Rows from an object pointing dataset:
::::

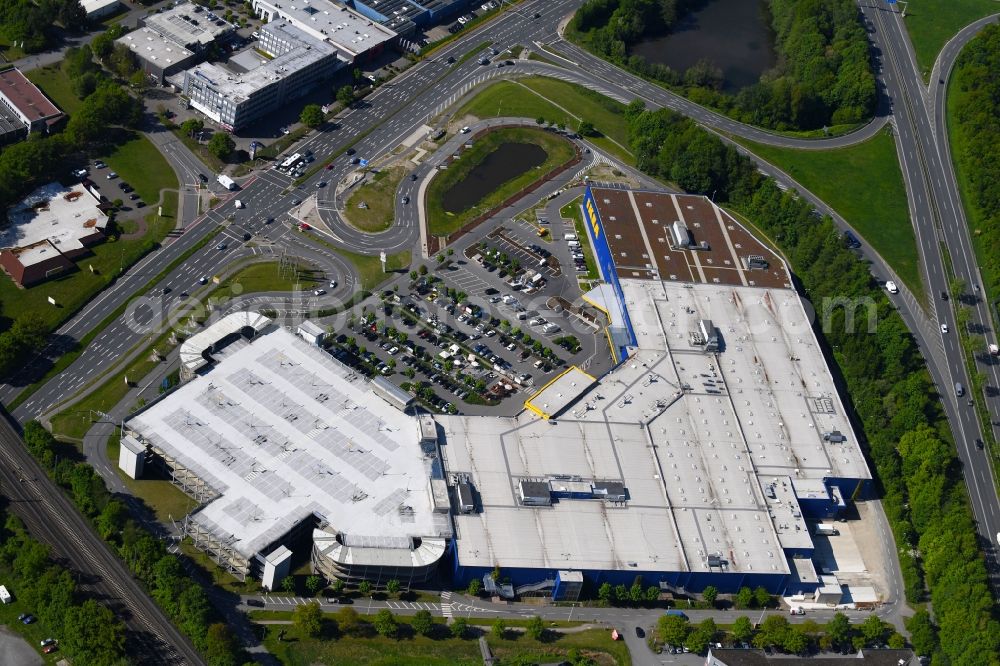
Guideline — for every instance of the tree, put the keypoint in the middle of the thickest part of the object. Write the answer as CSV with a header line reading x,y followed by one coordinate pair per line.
x,y
673,629
221,145
422,622
345,95
92,634
385,623
308,619
458,627
221,647
314,584
535,628
742,629
873,629
311,116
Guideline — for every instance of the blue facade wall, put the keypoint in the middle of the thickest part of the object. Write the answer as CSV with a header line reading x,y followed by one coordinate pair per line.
x,y
599,241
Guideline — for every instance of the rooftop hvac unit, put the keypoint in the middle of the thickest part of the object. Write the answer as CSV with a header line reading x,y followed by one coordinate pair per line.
x,y
466,501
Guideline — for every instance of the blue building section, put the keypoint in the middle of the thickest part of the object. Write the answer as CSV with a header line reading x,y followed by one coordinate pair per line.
x,y
595,229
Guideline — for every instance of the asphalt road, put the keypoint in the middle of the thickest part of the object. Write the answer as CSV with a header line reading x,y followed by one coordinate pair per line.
x,y
939,221
50,517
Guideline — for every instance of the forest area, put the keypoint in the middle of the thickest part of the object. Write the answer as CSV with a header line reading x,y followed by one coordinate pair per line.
x,y
905,433
823,75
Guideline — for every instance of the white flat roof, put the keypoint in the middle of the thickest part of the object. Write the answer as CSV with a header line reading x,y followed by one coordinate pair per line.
x,y
153,47
188,24
560,392
240,86
281,430
689,439
54,212
335,23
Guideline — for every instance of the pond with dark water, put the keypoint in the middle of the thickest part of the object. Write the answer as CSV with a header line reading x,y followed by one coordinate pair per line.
x,y
734,35
508,161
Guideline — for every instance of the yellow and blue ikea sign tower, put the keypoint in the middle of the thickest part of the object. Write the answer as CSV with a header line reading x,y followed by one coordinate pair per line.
x,y
621,336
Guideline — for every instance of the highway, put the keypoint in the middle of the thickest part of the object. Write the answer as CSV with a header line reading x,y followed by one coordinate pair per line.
x,y
50,517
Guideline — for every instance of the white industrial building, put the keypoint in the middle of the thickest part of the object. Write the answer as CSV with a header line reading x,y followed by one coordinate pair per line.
x,y
355,37
236,98
285,446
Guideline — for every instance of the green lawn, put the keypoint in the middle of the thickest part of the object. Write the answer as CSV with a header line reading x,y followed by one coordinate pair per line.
x,y
163,497
973,214
374,650
441,223
864,184
56,85
74,422
931,23
557,102
141,165
72,290
572,211
379,195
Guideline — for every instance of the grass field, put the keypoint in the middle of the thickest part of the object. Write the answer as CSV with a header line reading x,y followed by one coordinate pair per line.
x,y
572,211
379,195
56,85
141,165
163,497
865,185
74,422
557,102
440,223
931,23
411,650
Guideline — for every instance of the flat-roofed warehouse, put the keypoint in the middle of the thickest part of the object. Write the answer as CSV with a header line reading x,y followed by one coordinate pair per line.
x,y
698,459
286,446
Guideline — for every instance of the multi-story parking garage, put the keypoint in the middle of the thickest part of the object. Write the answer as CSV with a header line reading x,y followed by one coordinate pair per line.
x,y
703,458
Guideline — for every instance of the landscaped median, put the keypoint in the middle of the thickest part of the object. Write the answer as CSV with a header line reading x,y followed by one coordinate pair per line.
x,y
372,205
559,154
73,422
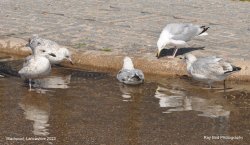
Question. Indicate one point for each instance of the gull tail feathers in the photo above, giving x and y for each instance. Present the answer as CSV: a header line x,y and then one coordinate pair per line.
x,y
203,32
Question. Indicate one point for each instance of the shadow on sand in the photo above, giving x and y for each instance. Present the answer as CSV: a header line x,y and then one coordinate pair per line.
x,y
181,51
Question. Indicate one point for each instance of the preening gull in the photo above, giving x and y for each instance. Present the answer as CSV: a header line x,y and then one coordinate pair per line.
x,y
128,74
36,65
209,69
177,34
61,53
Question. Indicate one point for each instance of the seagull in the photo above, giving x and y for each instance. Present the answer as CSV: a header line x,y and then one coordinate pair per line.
x,y
209,69
128,74
177,34
61,53
36,66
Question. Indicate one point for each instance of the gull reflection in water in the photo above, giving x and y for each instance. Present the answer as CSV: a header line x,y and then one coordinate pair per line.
x,y
53,82
176,100
129,90
36,109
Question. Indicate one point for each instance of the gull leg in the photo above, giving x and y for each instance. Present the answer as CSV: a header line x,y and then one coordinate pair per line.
x,y
210,85
224,83
30,84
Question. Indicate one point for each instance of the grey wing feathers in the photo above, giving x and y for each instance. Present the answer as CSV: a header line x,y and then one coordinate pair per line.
x,y
130,76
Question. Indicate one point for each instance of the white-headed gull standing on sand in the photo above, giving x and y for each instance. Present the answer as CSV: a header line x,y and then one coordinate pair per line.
x,y
61,53
209,69
35,66
177,34
128,74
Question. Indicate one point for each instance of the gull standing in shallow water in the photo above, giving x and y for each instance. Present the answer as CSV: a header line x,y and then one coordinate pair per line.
x,y
177,34
36,65
209,69
61,53
128,74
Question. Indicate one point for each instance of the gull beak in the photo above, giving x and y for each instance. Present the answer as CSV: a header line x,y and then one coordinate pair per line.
x,y
28,44
158,54
70,60
52,54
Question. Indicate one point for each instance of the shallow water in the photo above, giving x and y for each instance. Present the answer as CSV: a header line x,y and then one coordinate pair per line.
x,y
83,107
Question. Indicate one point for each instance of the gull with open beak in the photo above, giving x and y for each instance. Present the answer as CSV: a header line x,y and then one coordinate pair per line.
x,y
61,53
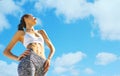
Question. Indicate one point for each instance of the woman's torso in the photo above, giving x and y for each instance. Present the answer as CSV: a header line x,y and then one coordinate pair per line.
x,y
38,48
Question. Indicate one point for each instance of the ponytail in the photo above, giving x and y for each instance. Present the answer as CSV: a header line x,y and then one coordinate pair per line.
x,y
22,24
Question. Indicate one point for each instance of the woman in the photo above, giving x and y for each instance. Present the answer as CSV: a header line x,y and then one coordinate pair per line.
x,y
33,61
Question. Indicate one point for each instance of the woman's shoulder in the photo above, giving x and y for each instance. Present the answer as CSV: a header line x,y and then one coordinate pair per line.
x,y
41,31
20,32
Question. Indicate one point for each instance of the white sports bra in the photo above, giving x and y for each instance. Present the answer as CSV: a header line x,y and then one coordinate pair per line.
x,y
29,38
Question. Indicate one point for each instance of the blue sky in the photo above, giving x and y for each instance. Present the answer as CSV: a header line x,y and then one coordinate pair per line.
x,y
85,34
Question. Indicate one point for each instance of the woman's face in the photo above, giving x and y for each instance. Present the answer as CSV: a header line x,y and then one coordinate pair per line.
x,y
30,20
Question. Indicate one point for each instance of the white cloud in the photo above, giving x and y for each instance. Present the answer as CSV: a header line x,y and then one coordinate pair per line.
x,y
8,69
71,9
4,24
105,58
66,63
89,71
7,7
105,12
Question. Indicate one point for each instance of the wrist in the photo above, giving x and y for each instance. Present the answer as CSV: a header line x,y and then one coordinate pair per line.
x,y
49,59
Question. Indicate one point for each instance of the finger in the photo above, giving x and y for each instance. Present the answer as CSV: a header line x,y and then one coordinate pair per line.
x,y
45,64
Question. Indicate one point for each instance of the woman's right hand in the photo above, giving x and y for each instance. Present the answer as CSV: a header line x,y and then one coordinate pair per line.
x,y
23,55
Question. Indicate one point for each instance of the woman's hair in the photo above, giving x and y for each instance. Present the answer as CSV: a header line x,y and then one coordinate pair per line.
x,y
22,24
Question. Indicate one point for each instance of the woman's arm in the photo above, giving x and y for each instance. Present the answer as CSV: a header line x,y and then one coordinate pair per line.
x,y
15,39
52,50
48,42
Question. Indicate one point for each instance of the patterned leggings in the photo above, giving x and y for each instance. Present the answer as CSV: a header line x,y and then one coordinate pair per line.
x,y
31,65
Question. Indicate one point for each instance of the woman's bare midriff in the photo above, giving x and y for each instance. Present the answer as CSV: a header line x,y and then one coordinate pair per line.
x,y
37,48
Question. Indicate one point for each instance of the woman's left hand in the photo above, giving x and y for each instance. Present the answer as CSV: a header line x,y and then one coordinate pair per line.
x,y
46,65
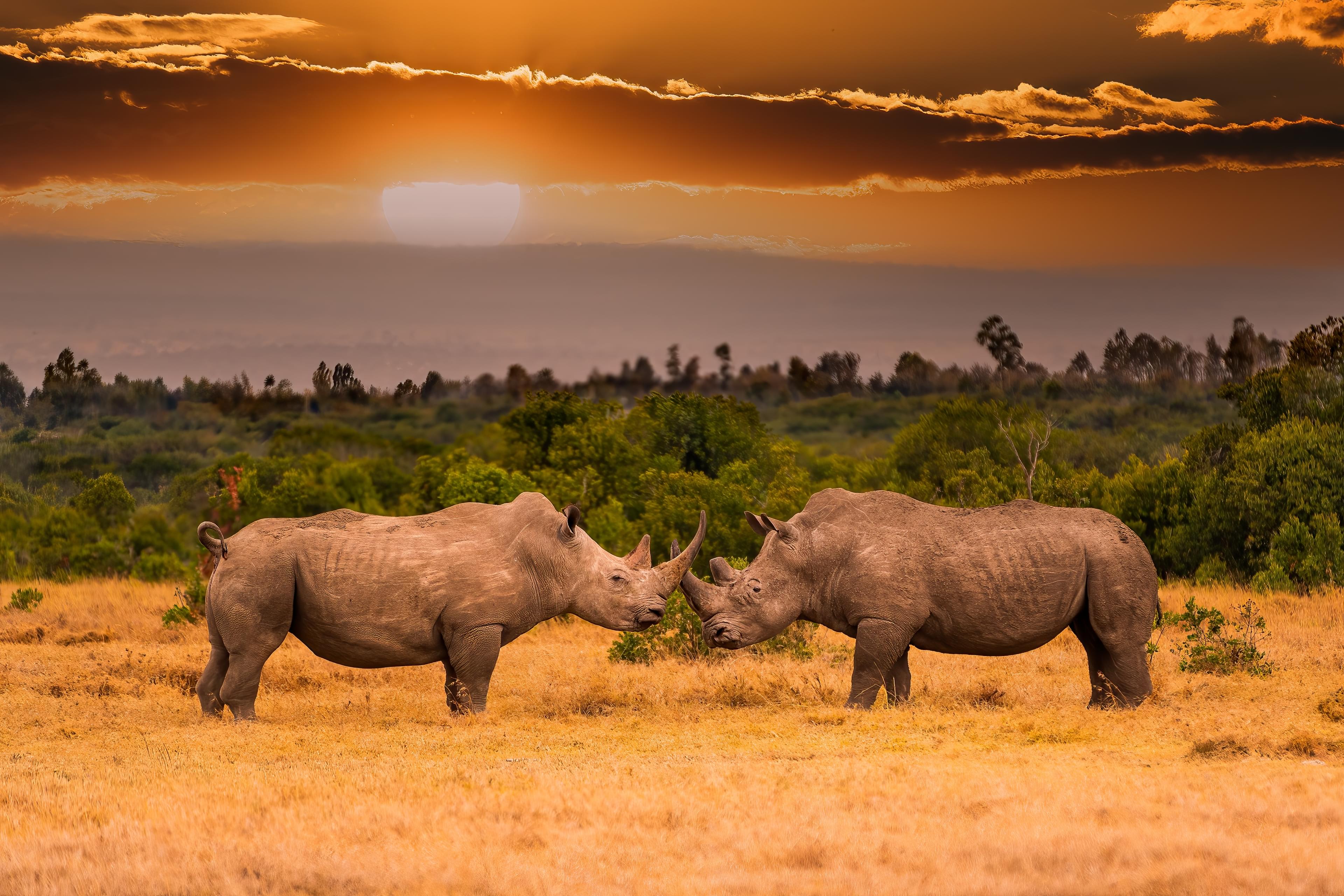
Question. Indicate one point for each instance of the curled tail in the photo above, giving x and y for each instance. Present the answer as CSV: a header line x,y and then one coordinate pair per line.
x,y
217,546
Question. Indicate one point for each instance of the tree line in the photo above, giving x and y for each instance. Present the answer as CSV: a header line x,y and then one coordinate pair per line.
x,y
75,389
1257,499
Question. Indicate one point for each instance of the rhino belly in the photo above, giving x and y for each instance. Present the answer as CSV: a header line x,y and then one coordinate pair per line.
x,y
1004,604
368,621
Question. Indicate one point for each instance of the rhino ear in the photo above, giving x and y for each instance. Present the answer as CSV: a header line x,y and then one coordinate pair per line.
x,y
781,528
572,522
722,573
642,558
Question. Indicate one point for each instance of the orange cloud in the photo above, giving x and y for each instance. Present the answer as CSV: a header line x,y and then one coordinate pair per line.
x,y
1315,23
287,121
1042,109
225,31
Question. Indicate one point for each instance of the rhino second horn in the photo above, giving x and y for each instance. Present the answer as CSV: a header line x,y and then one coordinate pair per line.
x,y
701,596
678,566
722,573
642,556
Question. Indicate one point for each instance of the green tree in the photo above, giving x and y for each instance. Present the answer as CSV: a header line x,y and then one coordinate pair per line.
x,y
107,500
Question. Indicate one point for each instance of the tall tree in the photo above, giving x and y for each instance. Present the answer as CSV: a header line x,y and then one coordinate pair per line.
x,y
1002,343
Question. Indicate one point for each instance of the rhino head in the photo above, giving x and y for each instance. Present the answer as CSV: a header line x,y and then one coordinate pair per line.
x,y
624,594
753,605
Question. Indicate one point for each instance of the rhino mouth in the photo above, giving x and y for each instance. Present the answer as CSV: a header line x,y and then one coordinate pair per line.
x,y
648,617
722,636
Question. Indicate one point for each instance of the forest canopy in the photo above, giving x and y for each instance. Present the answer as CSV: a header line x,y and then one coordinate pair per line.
x,y
1226,461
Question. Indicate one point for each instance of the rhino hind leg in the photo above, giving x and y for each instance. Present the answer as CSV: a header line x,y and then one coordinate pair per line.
x,y
244,676
881,659
213,676
1119,672
472,655
898,680
459,699
211,679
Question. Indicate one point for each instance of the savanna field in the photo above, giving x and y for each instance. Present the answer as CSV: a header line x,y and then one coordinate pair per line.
x,y
740,774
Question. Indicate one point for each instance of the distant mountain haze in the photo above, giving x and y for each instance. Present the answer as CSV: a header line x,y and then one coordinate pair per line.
x,y
396,312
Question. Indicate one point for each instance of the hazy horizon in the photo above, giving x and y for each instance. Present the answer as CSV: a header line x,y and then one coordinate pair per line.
x,y
396,312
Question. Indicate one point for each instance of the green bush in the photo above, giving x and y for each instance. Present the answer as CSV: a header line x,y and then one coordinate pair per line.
x,y
189,604
158,567
1311,555
1218,645
1270,580
1211,572
678,636
25,600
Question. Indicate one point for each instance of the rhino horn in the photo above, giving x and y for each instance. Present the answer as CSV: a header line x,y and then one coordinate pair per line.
x,y
701,596
679,565
640,558
722,573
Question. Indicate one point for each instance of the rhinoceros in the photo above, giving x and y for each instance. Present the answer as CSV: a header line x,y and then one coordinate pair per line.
x,y
449,588
891,572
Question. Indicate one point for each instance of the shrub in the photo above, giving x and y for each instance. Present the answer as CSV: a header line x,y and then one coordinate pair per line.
x,y
25,600
189,604
1211,572
158,567
1310,554
675,636
1216,645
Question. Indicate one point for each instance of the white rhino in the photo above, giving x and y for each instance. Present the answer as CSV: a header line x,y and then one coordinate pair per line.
x,y
891,572
449,588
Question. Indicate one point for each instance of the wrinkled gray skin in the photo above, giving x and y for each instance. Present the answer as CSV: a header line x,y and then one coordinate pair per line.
x,y
891,572
448,588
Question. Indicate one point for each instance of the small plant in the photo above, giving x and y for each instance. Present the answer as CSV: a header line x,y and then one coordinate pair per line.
x,y
1218,645
1332,707
189,604
25,600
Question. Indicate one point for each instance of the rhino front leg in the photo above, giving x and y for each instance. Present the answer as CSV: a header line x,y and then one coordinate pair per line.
x,y
880,648
472,656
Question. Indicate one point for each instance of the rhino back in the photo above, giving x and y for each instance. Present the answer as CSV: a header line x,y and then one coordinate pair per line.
x,y
994,581
377,592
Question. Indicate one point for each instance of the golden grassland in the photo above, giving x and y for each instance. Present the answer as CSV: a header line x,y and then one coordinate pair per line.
x,y
740,776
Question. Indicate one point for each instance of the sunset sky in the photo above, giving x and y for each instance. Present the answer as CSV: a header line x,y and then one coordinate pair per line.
x,y
1045,135
966,132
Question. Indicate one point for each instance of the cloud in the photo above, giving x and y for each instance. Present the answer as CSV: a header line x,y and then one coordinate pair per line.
x,y
286,121
787,246
1314,23
218,30
1042,111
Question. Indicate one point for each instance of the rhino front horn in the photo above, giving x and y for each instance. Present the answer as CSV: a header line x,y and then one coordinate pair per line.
x,y
672,572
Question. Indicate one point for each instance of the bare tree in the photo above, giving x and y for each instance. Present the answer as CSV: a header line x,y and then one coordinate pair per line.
x,y
1035,440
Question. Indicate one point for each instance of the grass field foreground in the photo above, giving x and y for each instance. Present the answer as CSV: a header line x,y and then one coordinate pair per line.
x,y
740,776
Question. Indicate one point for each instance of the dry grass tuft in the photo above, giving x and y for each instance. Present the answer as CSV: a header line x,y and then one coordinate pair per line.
x,y
738,776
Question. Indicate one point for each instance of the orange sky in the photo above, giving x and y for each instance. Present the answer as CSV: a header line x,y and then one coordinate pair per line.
x,y
964,133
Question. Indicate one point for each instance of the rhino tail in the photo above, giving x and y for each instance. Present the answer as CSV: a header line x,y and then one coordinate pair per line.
x,y
214,543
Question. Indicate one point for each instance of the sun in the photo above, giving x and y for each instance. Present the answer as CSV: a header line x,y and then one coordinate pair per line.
x,y
440,214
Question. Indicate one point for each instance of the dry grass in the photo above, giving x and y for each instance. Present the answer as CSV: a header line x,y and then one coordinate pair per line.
x,y
741,776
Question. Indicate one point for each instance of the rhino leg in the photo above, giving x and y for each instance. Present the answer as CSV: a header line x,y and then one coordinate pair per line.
x,y
898,680
472,656
244,676
459,700
880,648
1119,672
213,676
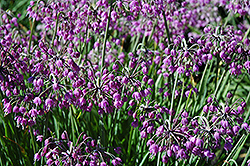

::::

What is asked: Return, unchanged and in full, the lines of the records starting with the line containing "dry grass tuft" and going on through the end of the records, with both ends included. Leave out the pictures.

Response to this exercise:
Question. Indicate one point for each instance of the dry grass tuft in the photo above, giving x and y for each instance. Present the answer as CSV: a header line x,y and then one coordinate pair per line.
x,y
738,776
Question. Indicate one point for each instance of the orange sky in the photo above, giving x and y for each instance. Present the answer as CSV: a header line x,y and then one coordinate pair per line.
x,y
964,133
Question. Indicate one point for each instance of the rhino tail in the photo above, giving x and y for each instance. Present the answer as CSV: a header line x,y and then one coordinate pair per line.
x,y
214,543
Question. Indicate one point for each instance of the sun in the photo above, giving x and y for each instance. Present the answer as CSV: a header line x,y and then one coordinate pair per line.
x,y
440,214
Question. Indicate one point for each instance of the dry grass in the photo above, giving x and y for each instance. Present the answer as CSV: a header line x,y and then one coordinate pair per line.
x,y
741,776
Question. Indicate one point for each instance of the rhino leg in the photo above, giving x and y for each instance. Present the answer as CSV: a header line x,y and then one coordinate pair per line.
x,y
898,680
472,656
244,676
459,700
880,648
1119,672
213,676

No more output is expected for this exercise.